───── Supplied records

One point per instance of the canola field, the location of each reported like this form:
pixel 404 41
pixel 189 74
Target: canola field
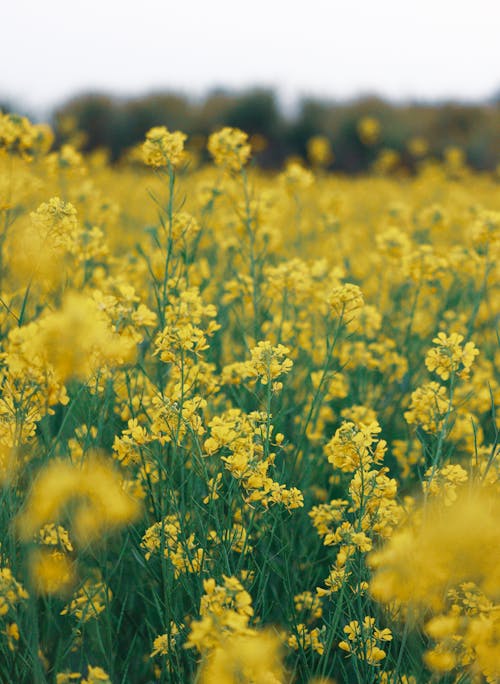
pixel 247 419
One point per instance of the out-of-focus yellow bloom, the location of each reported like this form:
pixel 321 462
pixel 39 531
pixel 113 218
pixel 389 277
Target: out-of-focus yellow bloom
pixel 369 130
pixel 450 356
pixel 229 148
pixel 163 148
pixel 319 151
pixel 96 488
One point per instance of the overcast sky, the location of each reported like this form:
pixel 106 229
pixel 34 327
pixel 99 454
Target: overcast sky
pixel 53 49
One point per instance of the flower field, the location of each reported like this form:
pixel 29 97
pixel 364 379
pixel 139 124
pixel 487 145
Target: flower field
pixel 247 419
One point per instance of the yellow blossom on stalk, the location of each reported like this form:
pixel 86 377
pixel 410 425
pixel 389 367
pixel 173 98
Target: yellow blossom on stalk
pixel 229 148
pixel 96 675
pixel 296 177
pixel 92 599
pixel 12 633
pixel 52 572
pixel 429 405
pixel 12 592
pixel 79 339
pixel 224 610
pixel 165 643
pixel 180 548
pixel 346 300
pixel 56 223
pixel 445 482
pixel 163 148
pixel 253 658
pixel 8 463
pixel 308 638
pixel 268 363
pixel 351 446
pixel 450 356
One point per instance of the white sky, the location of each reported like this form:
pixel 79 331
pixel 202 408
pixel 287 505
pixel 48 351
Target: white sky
pixel 53 49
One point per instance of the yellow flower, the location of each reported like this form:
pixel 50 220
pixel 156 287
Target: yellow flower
pixel 229 148
pixel 163 148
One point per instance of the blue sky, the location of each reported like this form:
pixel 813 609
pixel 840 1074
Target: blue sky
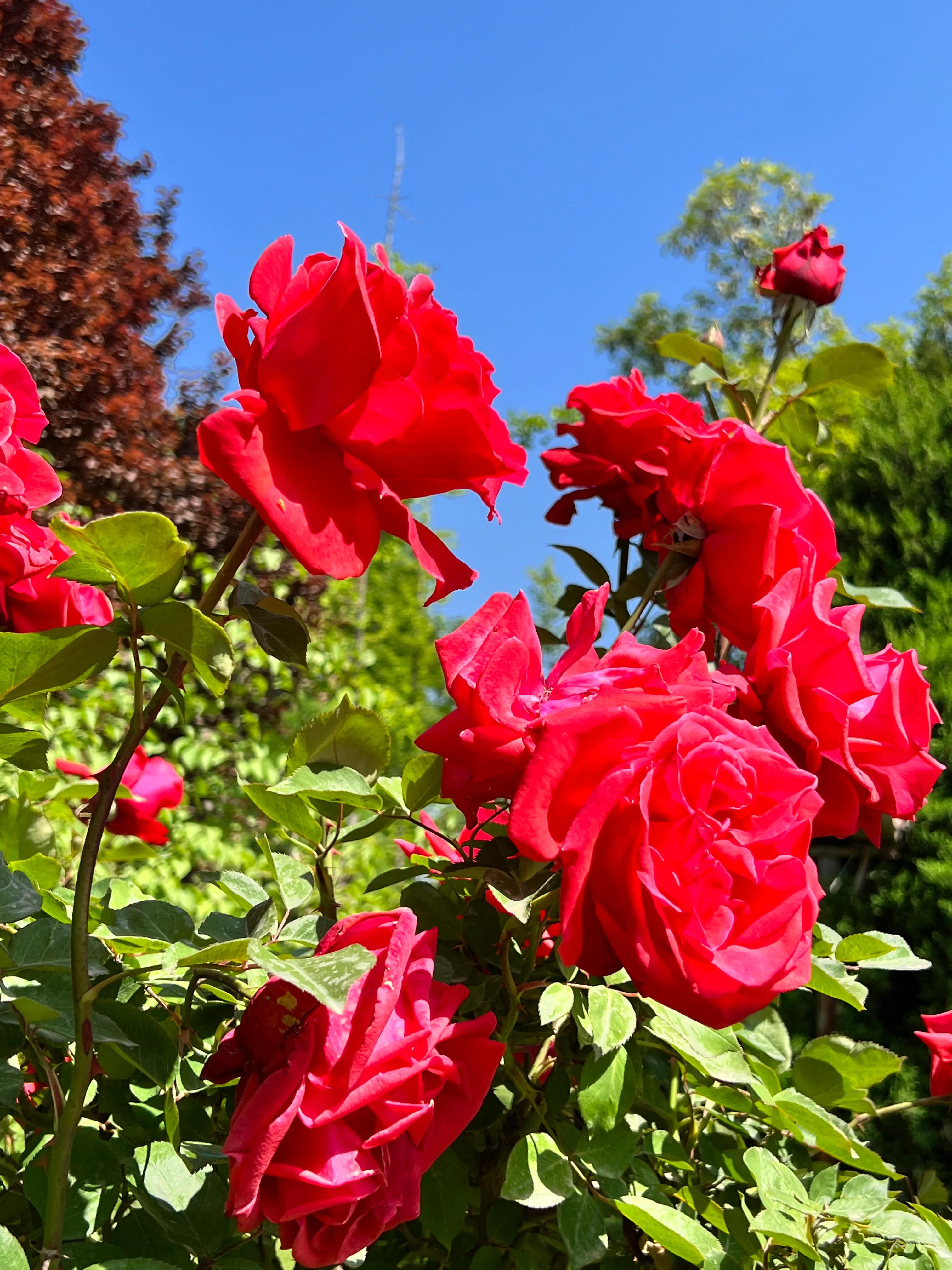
pixel 547 146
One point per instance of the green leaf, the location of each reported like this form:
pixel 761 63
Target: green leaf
pixel 154 920
pixel 820 1130
pixel 683 1236
pixel 796 425
pixel 229 950
pixel 140 550
pixel 583 1228
pixel 394 877
pixel 715 1053
pixel 555 1003
pixel 864 368
pixel 874 598
pixel 606 1089
pixel 291 812
pixel 23 748
pixel 295 881
pixel 445 1191
pixel 339 785
pixel 197 638
pixel 46 661
pixel 422 783
pixel 329 978
pixel 153 1050
pixel 347 737
pixel 777 1185
pixel 899 958
pixel 243 888
pixel 12 1255
pixel 277 626
pixel 537 1174
pixel 683 347
pixel 832 978
pixel 790 1233
pixel 862 1198
pixel 593 569
pixel 612 1018
pixel 18 898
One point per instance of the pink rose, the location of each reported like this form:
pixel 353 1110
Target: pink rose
pixel 493 667
pixel 338 1116
pixel 861 722
pixel 356 393
pixel 683 838
pixel 153 783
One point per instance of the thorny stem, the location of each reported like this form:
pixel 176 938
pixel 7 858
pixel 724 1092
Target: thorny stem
pixel 794 310
pixel 655 585
pixel 900 1107
pixel 110 783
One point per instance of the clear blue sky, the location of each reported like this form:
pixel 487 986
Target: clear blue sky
pixel 547 145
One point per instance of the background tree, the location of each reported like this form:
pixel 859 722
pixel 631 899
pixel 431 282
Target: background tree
pixel 91 294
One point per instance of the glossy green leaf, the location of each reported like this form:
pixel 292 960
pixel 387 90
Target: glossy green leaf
pixel 832 978
pixel 678 1233
pixel 681 346
pixel 582 1225
pixel 140 550
pixel 593 569
pixel 874 598
pixel 46 661
pixel 18 897
pixel 23 748
pixel 423 778
pixel 291 812
pixel 864 368
pixel 537 1174
pixel 715 1053
pixel 611 1018
pixel 346 737
pixel 197 638
pixel 329 978
pixel 445 1192
pixel 555 1003
pixel 339 785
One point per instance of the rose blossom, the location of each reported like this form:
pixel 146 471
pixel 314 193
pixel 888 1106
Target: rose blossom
pixel 683 838
pixel 338 1116
pixel 938 1038
pixel 493 667
pixel 27 481
pixel 861 722
pixel 737 500
pixel 31 600
pixel 153 783
pixel 356 393
pixel 810 268
pixel 621 450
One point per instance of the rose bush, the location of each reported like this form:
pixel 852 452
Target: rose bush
pixel 861 722
pixel 339 1116
pixel 356 393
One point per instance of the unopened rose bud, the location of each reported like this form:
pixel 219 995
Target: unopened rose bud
pixel 714 337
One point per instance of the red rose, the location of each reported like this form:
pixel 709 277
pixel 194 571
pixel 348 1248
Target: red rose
pixel 26 479
pixel 31 600
pixel 338 1117
pixel 938 1038
pixel 621 449
pixel 356 393
pixel 810 268
pixel 153 783
pixel 685 845
pixel 861 722
pixel 493 667
pixel 739 500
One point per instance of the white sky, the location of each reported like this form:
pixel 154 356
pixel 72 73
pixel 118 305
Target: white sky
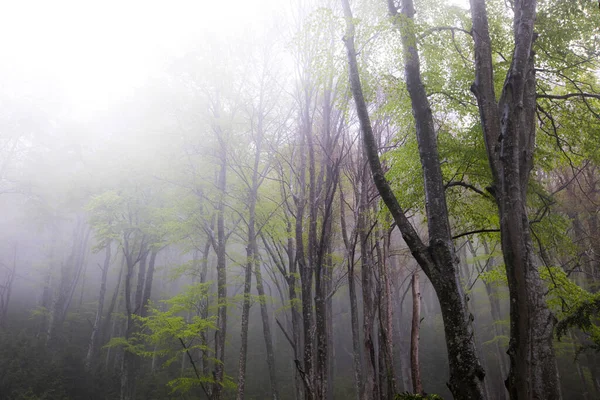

──────────

Work to complete:
Please leave the images out and retype the rest of the material exactly.

Written answer:
One point per instance of the canola field, the location of each reported like this form:
pixel 404 41
pixel 189 74
Target: canola field
pixel 247 419
One point per instance of the out-of-focus yellow bloom, the location of each reported like this form:
pixel 321 462
pixel 39 531
pixel 113 218
pixel 389 277
Target: out-of-focus yellow bloom
pixel 369 130
pixel 450 356
pixel 229 148
pixel 163 148
pixel 319 151
pixel 96 488
One point per instance of the overcast sky, the location of each reported like this form:
pixel 106 229
pixel 34 327
pixel 99 454
Target: overcast sky
pixel 53 49
One point per instance of the flower field, the location of each reported like this form:
pixel 29 97
pixel 364 379
pixel 139 124
pixel 487 145
Target: flower field
pixel 247 419
One point per instance of the yellow blossom on stalk, the location of each reported like this form:
pixel 86 377
pixel 410 425
pixel 389 367
pixel 173 98
Target: yellow blossom on stalk
pixel 229 148
pixel 96 675
pixel 296 177
pixel 92 599
pixel 12 633
pixel 52 572
pixel 429 405
pixel 12 592
pixel 79 339
pixel 224 610
pixel 165 643
pixel 180 548
pixel 346 300
pixel 56 223
pixel 445 482
pixel 163 148
pixel 253 658
pixel 8 463
pixel 308 638
pixel 268 363
pixel 351 446
pixel 450 356
One point per instance of the white sky, the location of each reported like this form:
pixel 79 331
pixel 202 408
pixel 287 505
pixel 48 351
Target: white sky
pixel 53 49
One point per instance of the yellow flower, the location of each reported like this form:
pixel 50 220
pixel 156 287
Target: yellow flower
pixel 229 148
pixel 163 148
One point per instance of the blue sky, the location of each reported like this form:
pixel 813 609
pixel 840 1074
Target: blue sky
pixel 547 146
One point per instance of the green leaf, the location of each reported like this form:
pixel 761 63
Target: green leaf
pixel 154 920
pixel 820 1130
pixel 683 1236
pixel 796 425
pixel 229 950
pixel 140 550
pixel 583 1228
pixel 394 877
pixel 715 1053
pixel 555 1003
pixel 864 368
pixel 874 598
pixel 606 1089
pixel 291 812
pixel 23 748
pixel 295 881
pixel 445 1191
pixel 339 785
pixel 197 638
pixel 46 661
pixel 422 783
pixel 329 978
pixel 153 1050
pixel 347 737
pixel 777 1185
pixel 899 958
pixel 243 888
pixel 12 1255
pixel 277 626
pixel 537 1174
pixel 683 347
pixel 832 978
pixel 790 1233
pixel 862 1198
pixel 593 569
pixel 612 1018
pixel 18 898
One point per instance of the pink rose, the location of each reported like this form:
pixel 353 1110
Target: pink rose
pixel 493 667
pixel 338 1116
pixel 861 722
pixel 356 393
pixel 683 838
pixel 153 783
One point per instance of the thorny stem, the location of each reported like this form:
pixel 176 938
pixel 7 858
pixel 724 1092
Target: thorny stem
pixel 794 310
pixel 655 585
pixel 900 1107
pixel 110 783
One point per instance of the clear blue sky, the location of each reported like this form:
pixel 487 986
Target: clear blue sky
pixel 547 145
One point per instance of the background tree, the location of each reported like this form:
pixel 859 722
pixel 631 899
pixel 431 282
Target: background tree
pixel 91 294
One point per instance of the glossy green leaf, the location of each reported like this form:
pixel 292 960
pixel 387 90
Target: glossy green leaf
pixel 832 978
pixel 678 1233
pixel 681 346
pixel 582 1225
pixel 140 550
pixel 593 569
pixel 874 598
pixel 46 661
pixel 18 897
pixel 23 748
pixel 423 778
pixel 291 812
pixel 864 368
pixel 537 1174
pixel 715 1053
pixel 611 1018
pixel 346 737
pixel 197 638
pixel 329 978
pixel 445 1192
pixel 555 1003
pixel 339 785
One point per instance of the rose blossom, the location of each reported like this form:
pixel 146 471
pixel 314 193
pixel 888 1106
Target: rose blossom
pixel 683 838
pixel 338 1116
pixel 938 1038
pixel 493 667
pixel 27 481
pixel 861 722
pixel 737 500
pixel 31 600
pixel 153 783
pixel 356 393
pixel 810 268
pixel 621 450
One point per instance of the rose bush, the location of each reported like this form:
pixel 852 452
Target: rose bush
pixel 861 722
pixel 339 1116
pixel 356 393
One point per instance of the unopened rose bud, the location of each reported like this form:
pixel 219 995
Target: unopened rose bud
pixel 714 337
One point per instance of the red rose, the location of each reported like this form:
pixel 709 277
pixel 194 571
pixel 348 1248
Target: red rose
pixel 26 479
pixel 31 600
pixel 338 1117
pixel 938 1038
pixel 621 449
pixel 356 393
pixel 810 268
pixel 153 783
pixel 685 845
pixel 861 722
pixel 493 667
pixel 739 500
One point per instance of the white sky, the location of each reported like this form:
pixel 154 356
pixel 72 73
pixel 118 305
Target: white sky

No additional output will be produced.